_What to work on:_ Pull out each row below that contains the word "left" and copy those rows unchanged.

_Rows:_
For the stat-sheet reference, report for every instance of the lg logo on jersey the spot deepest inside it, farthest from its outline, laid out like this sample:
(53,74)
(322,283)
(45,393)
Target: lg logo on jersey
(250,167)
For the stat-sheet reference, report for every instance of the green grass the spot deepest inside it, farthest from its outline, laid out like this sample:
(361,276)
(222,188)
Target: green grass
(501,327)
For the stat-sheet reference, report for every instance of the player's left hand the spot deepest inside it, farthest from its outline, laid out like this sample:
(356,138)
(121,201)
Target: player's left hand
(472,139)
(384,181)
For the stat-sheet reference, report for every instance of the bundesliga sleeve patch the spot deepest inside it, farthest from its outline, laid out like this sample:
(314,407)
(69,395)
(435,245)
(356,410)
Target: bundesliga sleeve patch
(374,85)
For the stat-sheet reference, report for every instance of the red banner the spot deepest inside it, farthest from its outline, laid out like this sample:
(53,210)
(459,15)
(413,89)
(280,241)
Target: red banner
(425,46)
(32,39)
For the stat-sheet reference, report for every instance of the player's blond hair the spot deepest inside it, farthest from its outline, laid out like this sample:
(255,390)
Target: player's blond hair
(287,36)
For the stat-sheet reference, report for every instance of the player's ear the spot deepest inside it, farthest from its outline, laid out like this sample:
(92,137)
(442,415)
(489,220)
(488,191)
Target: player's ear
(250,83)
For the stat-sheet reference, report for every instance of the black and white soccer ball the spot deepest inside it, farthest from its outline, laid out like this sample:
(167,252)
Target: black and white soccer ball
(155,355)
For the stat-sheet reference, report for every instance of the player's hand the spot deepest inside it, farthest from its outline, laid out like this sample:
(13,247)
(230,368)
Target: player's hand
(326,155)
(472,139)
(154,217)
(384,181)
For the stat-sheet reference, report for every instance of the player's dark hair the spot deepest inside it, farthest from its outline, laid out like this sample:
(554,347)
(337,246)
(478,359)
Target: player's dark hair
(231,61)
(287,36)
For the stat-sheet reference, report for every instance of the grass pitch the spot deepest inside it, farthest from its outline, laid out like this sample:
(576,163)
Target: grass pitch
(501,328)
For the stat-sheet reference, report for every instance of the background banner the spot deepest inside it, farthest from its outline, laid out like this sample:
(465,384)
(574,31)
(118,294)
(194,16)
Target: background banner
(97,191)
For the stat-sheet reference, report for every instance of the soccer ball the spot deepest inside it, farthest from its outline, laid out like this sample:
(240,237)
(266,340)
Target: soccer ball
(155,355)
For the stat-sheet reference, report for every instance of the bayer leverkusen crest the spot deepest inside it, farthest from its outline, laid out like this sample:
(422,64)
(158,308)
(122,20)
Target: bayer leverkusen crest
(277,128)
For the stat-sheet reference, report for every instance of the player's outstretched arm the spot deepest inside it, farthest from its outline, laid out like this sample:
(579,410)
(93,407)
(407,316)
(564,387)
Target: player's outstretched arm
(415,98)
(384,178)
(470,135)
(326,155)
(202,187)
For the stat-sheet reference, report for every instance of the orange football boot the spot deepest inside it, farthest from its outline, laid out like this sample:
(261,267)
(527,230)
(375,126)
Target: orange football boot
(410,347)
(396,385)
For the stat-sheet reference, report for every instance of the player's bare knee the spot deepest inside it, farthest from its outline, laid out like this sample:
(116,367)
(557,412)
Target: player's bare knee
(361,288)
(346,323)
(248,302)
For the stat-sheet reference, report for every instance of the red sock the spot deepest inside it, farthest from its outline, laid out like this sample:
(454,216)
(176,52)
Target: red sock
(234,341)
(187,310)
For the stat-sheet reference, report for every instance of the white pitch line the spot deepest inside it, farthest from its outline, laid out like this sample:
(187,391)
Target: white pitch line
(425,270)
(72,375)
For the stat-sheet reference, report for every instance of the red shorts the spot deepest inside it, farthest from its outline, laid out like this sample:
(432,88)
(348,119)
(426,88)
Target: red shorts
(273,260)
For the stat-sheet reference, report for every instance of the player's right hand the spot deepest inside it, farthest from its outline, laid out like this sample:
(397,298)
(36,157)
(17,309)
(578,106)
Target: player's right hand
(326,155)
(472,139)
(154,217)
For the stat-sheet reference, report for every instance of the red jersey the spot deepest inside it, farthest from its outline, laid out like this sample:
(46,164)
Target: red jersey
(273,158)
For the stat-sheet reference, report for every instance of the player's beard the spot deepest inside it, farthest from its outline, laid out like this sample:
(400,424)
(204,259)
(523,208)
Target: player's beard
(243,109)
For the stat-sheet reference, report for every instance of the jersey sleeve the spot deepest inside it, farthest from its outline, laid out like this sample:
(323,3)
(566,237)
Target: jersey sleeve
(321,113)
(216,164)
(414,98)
---
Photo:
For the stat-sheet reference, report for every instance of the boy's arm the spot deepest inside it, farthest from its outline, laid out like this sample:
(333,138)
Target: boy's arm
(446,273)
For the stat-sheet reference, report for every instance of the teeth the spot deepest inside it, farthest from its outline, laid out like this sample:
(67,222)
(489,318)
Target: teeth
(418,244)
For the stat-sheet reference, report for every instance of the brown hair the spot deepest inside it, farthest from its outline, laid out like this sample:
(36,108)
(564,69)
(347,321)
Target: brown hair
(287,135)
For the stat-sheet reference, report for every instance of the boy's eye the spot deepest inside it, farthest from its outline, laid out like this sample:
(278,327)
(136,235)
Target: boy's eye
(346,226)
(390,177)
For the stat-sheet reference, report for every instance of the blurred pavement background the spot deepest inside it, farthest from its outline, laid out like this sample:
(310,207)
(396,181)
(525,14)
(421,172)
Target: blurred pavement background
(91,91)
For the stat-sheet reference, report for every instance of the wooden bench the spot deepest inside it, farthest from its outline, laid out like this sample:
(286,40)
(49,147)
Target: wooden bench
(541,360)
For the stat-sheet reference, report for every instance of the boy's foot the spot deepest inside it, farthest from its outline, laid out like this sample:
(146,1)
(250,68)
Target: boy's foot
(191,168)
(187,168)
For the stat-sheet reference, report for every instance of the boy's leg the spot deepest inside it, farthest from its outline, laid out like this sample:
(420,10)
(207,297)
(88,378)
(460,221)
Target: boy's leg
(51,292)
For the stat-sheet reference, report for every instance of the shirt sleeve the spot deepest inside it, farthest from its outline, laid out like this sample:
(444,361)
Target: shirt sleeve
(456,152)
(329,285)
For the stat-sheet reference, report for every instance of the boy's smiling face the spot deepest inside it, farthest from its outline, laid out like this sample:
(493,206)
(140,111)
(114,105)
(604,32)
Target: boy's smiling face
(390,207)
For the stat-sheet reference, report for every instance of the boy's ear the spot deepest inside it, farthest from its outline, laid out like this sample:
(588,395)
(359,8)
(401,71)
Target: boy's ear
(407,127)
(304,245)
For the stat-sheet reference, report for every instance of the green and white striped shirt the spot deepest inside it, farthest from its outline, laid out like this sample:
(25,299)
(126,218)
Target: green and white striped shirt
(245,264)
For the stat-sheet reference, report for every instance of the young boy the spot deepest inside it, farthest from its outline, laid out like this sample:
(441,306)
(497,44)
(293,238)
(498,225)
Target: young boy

_Solution to this problem:_
For the stat-sheet reference, report for every instance of the player's left hand the spot deepest inside it, farthest from its outline, laid out like this sample:
Target: player's left hand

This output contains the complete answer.